◆ DATA EXCERPTS:

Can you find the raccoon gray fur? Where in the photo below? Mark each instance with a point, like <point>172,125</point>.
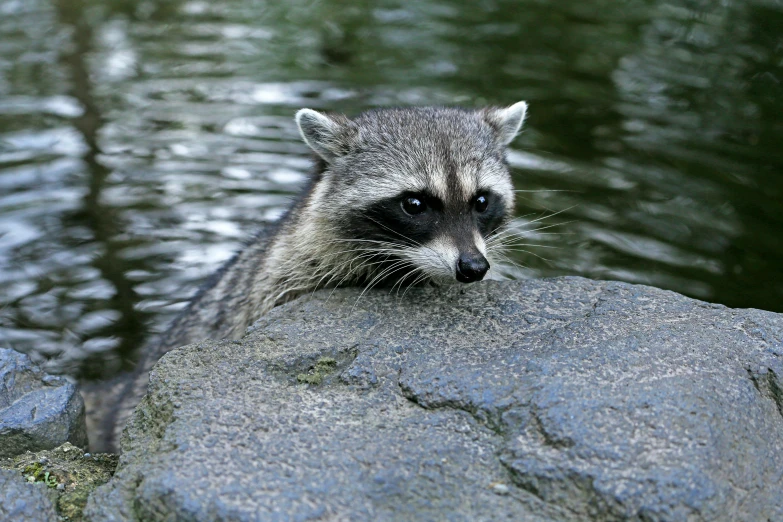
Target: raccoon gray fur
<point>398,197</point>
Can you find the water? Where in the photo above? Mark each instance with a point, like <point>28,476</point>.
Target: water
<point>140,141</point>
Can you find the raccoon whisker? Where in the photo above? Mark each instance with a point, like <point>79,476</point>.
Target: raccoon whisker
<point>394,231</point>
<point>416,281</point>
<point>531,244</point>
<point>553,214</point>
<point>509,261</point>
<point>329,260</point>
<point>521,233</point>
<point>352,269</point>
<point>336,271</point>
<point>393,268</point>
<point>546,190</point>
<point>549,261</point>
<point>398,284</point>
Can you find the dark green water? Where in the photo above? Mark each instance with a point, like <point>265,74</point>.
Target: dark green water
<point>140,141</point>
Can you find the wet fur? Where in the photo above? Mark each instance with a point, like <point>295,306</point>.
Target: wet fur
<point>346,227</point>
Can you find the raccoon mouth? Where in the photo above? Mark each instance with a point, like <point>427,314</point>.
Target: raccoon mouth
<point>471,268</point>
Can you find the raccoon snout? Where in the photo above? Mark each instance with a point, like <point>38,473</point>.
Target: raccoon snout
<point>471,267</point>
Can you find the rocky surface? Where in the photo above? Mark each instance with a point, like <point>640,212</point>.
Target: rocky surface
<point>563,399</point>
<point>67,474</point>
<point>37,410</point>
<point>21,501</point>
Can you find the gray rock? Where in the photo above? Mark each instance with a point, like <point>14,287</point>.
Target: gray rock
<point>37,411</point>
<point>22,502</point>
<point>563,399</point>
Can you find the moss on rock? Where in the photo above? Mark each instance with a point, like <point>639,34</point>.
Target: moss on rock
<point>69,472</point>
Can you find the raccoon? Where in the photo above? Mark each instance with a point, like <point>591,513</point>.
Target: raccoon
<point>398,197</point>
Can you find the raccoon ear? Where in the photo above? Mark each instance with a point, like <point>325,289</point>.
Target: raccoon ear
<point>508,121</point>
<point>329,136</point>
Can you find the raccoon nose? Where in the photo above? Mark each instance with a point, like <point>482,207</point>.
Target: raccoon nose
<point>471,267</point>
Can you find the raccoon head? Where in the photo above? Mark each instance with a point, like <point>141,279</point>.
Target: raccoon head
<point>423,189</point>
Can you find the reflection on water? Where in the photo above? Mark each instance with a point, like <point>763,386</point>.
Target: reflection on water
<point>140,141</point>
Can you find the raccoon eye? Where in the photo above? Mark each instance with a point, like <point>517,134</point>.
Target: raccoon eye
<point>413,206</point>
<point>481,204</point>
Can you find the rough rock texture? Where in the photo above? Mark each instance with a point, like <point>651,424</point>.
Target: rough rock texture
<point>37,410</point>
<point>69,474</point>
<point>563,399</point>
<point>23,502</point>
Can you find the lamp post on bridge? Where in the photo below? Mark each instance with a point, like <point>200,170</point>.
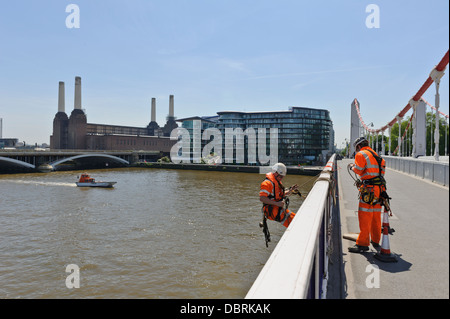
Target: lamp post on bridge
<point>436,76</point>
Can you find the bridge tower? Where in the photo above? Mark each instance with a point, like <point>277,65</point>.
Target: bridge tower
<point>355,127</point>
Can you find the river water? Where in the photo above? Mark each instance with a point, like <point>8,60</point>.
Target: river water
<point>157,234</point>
* * *
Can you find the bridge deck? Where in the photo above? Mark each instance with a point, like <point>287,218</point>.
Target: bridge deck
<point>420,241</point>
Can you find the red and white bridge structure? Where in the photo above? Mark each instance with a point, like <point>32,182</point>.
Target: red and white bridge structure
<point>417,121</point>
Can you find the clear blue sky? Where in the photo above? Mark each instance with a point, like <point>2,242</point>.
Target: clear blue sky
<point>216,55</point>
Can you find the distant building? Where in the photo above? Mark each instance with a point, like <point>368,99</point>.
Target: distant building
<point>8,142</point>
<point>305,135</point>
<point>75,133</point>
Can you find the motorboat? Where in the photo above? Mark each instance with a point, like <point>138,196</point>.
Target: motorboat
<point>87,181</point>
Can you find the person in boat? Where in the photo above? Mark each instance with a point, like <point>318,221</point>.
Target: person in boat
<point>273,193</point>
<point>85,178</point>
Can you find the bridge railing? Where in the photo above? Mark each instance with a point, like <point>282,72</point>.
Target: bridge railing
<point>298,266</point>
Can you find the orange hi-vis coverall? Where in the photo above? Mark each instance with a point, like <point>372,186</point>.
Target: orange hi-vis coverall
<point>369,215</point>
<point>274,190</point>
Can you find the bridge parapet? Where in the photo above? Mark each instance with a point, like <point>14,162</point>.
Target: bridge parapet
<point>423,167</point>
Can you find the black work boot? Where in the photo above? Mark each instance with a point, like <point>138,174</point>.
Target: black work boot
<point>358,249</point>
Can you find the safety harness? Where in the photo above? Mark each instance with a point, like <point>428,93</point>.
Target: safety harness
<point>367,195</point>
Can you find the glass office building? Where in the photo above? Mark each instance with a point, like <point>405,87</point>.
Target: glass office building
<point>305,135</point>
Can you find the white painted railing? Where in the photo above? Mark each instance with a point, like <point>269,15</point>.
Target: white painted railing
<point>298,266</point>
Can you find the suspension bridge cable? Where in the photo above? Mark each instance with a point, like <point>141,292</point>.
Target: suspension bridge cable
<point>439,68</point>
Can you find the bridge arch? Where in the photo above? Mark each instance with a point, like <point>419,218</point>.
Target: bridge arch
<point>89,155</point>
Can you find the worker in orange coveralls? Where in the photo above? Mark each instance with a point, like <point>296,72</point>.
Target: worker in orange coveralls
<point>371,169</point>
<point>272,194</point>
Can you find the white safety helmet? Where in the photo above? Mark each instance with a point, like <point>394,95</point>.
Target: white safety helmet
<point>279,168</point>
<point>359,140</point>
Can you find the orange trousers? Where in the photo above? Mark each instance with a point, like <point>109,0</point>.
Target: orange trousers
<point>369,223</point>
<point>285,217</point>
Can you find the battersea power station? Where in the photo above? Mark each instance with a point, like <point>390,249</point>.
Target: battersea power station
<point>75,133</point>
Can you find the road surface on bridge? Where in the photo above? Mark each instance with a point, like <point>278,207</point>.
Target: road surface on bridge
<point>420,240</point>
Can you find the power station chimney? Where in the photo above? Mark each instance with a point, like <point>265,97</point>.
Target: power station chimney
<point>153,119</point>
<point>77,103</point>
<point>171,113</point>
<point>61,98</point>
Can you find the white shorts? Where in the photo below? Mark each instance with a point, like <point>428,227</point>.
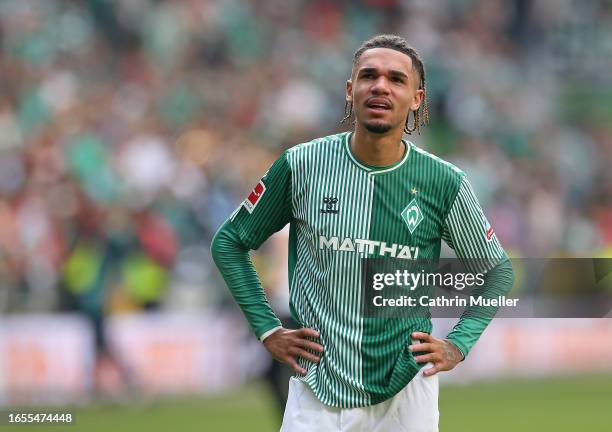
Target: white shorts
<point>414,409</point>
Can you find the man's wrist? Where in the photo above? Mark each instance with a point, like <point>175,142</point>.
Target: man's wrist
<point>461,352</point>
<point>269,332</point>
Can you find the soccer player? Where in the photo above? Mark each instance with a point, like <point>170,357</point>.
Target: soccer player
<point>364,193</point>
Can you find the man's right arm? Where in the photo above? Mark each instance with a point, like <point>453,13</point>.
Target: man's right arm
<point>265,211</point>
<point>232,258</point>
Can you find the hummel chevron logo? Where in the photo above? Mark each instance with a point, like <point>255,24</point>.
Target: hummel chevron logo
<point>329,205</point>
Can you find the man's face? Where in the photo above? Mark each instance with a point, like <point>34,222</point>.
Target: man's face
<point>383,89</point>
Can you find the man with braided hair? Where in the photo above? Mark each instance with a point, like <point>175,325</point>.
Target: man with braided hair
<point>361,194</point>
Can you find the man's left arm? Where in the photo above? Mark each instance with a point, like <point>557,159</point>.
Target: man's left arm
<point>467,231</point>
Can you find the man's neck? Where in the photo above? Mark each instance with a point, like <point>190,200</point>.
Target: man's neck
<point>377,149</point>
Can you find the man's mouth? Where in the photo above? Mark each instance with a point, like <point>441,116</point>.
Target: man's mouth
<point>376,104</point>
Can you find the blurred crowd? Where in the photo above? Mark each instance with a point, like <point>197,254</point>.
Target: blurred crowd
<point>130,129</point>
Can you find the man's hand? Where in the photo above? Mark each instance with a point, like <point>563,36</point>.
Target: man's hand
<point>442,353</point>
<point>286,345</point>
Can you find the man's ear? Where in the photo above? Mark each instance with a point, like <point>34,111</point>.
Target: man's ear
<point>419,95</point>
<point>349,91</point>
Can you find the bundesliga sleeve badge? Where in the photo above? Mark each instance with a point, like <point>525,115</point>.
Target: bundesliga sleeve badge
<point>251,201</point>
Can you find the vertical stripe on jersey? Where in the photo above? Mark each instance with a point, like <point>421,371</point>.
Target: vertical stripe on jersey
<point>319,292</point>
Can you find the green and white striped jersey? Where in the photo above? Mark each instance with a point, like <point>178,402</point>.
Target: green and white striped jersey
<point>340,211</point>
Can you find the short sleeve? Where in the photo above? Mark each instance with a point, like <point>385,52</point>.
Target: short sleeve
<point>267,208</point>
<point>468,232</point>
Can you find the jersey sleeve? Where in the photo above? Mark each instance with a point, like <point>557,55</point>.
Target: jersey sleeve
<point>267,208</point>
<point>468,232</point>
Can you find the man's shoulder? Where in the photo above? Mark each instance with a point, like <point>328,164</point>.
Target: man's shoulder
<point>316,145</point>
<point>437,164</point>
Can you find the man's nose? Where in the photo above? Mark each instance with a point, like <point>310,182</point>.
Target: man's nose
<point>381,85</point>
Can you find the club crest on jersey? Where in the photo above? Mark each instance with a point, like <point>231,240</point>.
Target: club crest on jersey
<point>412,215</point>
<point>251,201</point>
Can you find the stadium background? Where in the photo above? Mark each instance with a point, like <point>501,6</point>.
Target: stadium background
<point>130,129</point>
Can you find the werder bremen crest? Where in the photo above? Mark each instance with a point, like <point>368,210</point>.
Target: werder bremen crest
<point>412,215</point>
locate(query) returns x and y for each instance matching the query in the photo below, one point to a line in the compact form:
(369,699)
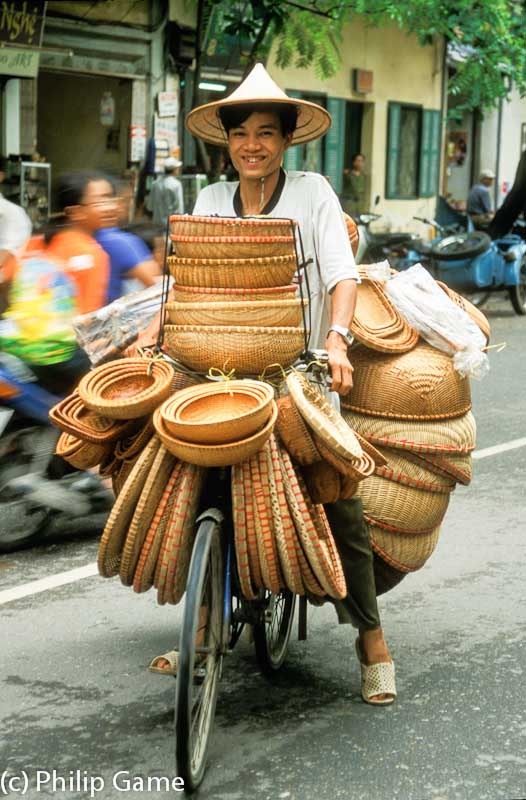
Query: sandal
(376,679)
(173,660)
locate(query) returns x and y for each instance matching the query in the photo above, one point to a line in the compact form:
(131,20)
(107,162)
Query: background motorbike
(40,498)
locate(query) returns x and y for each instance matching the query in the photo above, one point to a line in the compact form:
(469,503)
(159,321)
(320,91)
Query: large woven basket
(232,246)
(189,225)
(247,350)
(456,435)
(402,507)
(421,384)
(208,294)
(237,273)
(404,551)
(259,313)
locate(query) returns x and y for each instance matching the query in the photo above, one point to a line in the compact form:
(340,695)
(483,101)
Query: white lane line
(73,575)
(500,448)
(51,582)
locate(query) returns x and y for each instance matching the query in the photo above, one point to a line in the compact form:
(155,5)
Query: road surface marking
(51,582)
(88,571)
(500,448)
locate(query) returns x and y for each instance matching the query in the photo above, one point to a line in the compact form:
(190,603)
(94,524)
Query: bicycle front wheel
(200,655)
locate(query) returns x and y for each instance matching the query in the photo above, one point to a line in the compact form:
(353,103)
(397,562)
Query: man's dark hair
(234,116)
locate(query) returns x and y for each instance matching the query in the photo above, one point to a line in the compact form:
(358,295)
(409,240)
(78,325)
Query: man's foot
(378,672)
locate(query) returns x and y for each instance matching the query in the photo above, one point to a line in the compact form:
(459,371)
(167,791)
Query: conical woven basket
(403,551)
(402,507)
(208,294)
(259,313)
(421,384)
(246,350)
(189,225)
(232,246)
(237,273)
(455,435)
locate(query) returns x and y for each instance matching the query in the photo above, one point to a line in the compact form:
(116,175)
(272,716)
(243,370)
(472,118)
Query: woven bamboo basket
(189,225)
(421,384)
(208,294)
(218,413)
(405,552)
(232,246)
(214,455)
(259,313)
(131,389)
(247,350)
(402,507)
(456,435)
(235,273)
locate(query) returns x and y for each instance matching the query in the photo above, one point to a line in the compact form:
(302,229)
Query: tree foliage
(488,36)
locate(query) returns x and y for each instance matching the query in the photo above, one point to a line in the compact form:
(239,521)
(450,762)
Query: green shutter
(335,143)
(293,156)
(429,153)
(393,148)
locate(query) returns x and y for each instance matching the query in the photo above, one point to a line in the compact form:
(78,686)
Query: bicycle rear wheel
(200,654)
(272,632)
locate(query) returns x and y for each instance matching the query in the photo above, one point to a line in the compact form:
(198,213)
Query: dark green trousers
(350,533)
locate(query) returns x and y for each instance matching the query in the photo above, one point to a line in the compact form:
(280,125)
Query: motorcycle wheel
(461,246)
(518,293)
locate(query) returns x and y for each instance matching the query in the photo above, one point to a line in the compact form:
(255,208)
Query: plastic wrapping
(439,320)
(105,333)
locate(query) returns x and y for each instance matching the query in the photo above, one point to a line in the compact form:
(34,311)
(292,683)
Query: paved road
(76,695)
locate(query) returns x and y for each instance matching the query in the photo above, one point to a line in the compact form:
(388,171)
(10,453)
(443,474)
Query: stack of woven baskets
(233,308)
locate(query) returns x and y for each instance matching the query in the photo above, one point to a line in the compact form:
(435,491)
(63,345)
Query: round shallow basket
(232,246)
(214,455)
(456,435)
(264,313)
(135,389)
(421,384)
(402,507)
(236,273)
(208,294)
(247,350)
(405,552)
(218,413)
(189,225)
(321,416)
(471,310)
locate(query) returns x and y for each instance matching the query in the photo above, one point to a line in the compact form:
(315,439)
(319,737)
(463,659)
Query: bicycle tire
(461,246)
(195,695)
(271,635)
...
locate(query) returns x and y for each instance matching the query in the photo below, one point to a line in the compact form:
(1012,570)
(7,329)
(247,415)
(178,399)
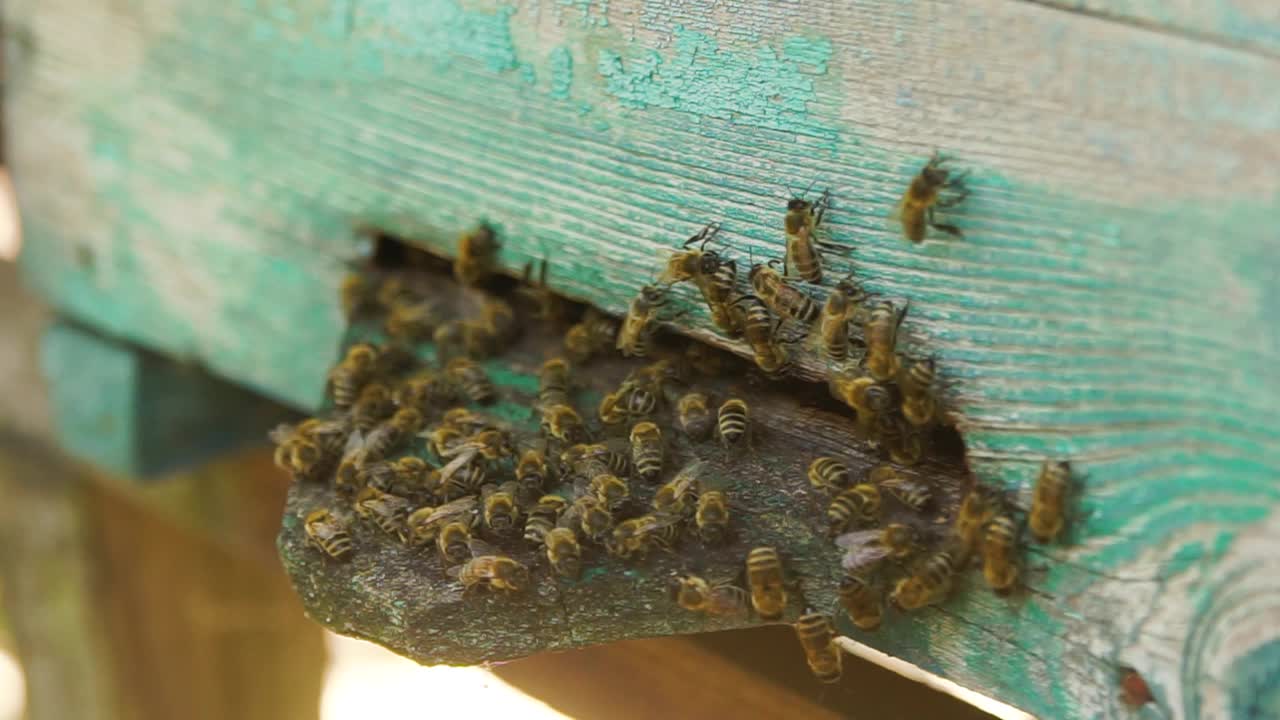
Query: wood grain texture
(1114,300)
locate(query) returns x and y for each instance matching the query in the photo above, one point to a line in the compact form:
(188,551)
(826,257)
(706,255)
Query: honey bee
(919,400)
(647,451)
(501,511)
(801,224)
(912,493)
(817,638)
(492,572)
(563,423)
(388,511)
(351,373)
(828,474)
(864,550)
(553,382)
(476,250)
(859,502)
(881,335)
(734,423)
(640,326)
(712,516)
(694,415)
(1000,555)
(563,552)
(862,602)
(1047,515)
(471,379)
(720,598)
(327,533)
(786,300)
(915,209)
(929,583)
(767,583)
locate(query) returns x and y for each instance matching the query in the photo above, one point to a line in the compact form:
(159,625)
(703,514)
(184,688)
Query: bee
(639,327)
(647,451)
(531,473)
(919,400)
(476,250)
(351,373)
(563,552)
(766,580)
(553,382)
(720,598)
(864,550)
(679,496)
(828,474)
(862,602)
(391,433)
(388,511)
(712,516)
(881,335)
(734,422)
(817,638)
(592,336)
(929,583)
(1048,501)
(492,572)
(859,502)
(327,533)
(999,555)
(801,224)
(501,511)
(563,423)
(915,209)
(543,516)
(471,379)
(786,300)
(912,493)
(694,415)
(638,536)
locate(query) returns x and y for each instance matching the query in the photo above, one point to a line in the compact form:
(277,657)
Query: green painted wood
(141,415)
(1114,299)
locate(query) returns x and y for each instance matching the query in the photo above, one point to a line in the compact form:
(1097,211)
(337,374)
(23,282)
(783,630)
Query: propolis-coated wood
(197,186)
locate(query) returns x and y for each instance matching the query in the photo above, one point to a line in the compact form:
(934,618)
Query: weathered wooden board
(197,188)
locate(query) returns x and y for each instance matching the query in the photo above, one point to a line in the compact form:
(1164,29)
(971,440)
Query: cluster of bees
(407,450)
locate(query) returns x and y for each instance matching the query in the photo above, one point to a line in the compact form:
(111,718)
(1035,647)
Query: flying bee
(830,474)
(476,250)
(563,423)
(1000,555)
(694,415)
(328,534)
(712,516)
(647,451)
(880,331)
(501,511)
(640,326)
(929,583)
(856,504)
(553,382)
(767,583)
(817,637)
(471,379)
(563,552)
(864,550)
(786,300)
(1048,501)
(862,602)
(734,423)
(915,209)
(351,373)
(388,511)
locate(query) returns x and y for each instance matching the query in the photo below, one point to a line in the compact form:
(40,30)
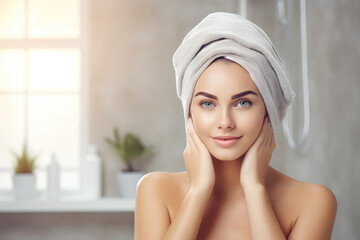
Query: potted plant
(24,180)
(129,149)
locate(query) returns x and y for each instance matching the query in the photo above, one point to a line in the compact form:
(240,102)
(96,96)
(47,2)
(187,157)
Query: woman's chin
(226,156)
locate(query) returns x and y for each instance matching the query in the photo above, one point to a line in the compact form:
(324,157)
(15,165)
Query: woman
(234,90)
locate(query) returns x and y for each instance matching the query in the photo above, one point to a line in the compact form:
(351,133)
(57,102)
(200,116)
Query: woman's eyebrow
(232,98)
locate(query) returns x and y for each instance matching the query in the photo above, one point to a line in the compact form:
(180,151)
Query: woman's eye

◆ ASSIGNMENT: Pictures aside, return exactly the lines from the data above, starting at the line that has "Can you find the raccoon gray" and ending at the line that has "Can you find the raccoon whisker?", both included.

◆ RESPONSE:
Can you find the raccoon gray fur? Where in the photo below? Mark each instance with a point, like <point>172,125</point>.
Target: raccoon gray fur
<point>398,197</point>
Can you find the water? Where in the photo above? Mark each instance with a point, like <point>28,476</point>.
Target: water
<point>140,141</point>
Can you find the raccoon whisker? Where in the photo above? Mark each instance with a point, like <point>79,476</point>.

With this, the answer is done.